## THE PROBLEM
The first line of the entries is where the copy starts and the line with "198L271 153L234 86L184" is where it ends; set down each line exactly, both ends included, and drop pictures.

========================

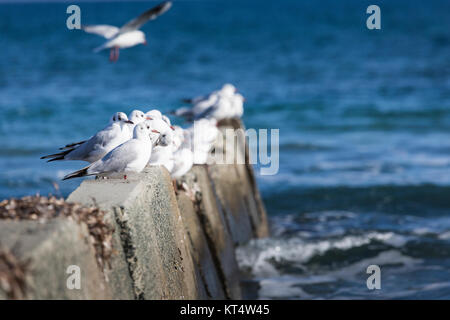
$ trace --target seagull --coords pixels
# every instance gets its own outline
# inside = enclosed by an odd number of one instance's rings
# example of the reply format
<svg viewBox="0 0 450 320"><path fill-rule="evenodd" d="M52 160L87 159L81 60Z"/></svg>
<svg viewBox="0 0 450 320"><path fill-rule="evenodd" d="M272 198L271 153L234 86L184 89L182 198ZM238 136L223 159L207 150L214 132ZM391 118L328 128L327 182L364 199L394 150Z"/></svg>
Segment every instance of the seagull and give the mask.
<svg viewBox="0 0 450 320"><path fill-rule="evenodd" d="M201 118L215 118L221 120L233 118L240 113L233 112L233 100L235 99L236 94L236 87L230 83L226 83L221 89L213 91L209 95L196 97L194 99L184 99L183 101L192 104L192 107L182 107L172 113L176 116L184 117L187 120L197 120ZM239 96L241 95L239 94ZM237 106L236 109L238 109L238 107L239 106Z"/></svg>
<svg viewBox="0 0 450 320"><path fill-rule="evenodd" d="M151 166L164 166L171 172L173 169L173 138L174 131L162 119L153 118L145 121L152 129L158 130L161 133L161 142L153 149L152 156L148 162Z"/></svg>
<svg viewBox="0 0 450 320"><path fill-rule="evenodd" d="M158 109L152 109L150 111L147 111L145 115L149 118L162 118L162 113Z"/></svg>
<svg viewBox="0 0 450 320"><path fill-rule="evenodd" d="M153 110L147 111L147 113L145 115L147 116L147 120L152 120L155 118L162 119L169 125L169 127L172 130L175 130L175 128L172 126L172 123L171 123L169 117L162 114L161 111L159 111L158 109L153 109Z"/></svg>
<svg viewBox="0 0 450 320"><path fill-rule="evenodd" d="M173 179L184 176L194 164L194 155L188 148L180 148L173 153L174 164L170 172Z"/></svg>
<svg viewBox="0 0 450 320"><path fill-rule="evenodd" d="M144 122L148 117L141 110L133 110L128 115L128 119L133 122L134 125L127 126L124 128L124 134L128 137L127 140L133 138L134 127L141 122Z"/></svg>
<svg viewBox="0 0 450 320"><path fill-rule="evenodd" d="M186 130L176 126L174 130L173 144L173 168L170 175L173 179L184 176L194 164L194 155L191 151L190 141Z"/></svg>
<svg viewBox="0 0 450 320"><path fill-rule="evenodd" d="M158 141L159 132L146 123L140 123L134 128L133 139L117 146L89 166L66 175L63 180L92 175L126 179L128 173L139 173L145 168L152 148Z"/></svg>
<svg viewBox="0 0 450 320"><path fill-rule="evenodd" d="M243 116L244 101L245 101L245 98L240 93L236 93L233 96L233 98L231 100L231 105L232 105L232 110L233 110L232 118L241 118Z"/></svg>
<svg viewBox="0 0 450 320"><path fill-rule="evenodd" d="M147 120L147 116L141 110L133 110L130 112L128 118L134 122L134 124L139 124L145 120Z"/></svg>
<svg viewBox="0 0 450 320"><path fill-rule="evenodd" d="M129 140L128 130L132 126L134 126L133 122L128 120L125 113L116 112L111 117L109 125L97 132L90 139L68 144L60 148L63 151L43 156L41 159L50 159L47 162L56 160L95 162L118 145Z"/></svg>
<svg viewBox="0 0 450 320"><path fill-rule="evenodd" d="M240 118L244 114L245 98L237 93L233 85L226 84L219 92L216 103L196 116L200 118L214 118L218 121L222 119Z"/></svg>
<svg viewBox="0 0 450 320"><path fill-rule="evenodd" d="M119 59L119 49L134 47L138 44L147 44L145 33L140 31L139 28L141 28L147 21L156 19L171 7L171 1L162 2L156 7L145 11L137 18L129 21L121 28L101 24L82 26L82 29L85 32L97 34L107 39L108 41L95 48L94 52L110 49L109 60L116 62Z"/></svg>
<svg viewBox="0 0 450 320"><path fill-rule="evenodd" d="M194 164L207 163L209 153L219 135L217 121L215 119L200 119L195 121L186 131L189 133Z"/></svg>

========================

## SOLUTION FOR THIS PROBLEM
$ trace --target seagull --coords pixels
# every instance gets its own outline
# inside = enclosed by an odd number of one instance's rings
# example of the reply format
<svg viewBox="0 0 450 320"><path fill-rule="evenodd" d="M52 160L87 159L81 60Z"/></svg>
<svg viewBox="0 0 450 320"><path fill-rule="evenodd" d="M272 198L271 153L234 86L184 89L182 198ZM238 136L223 159L207 150L214 132ZM391 118L328 128L327 182L364 199L394 150Z"/></svg>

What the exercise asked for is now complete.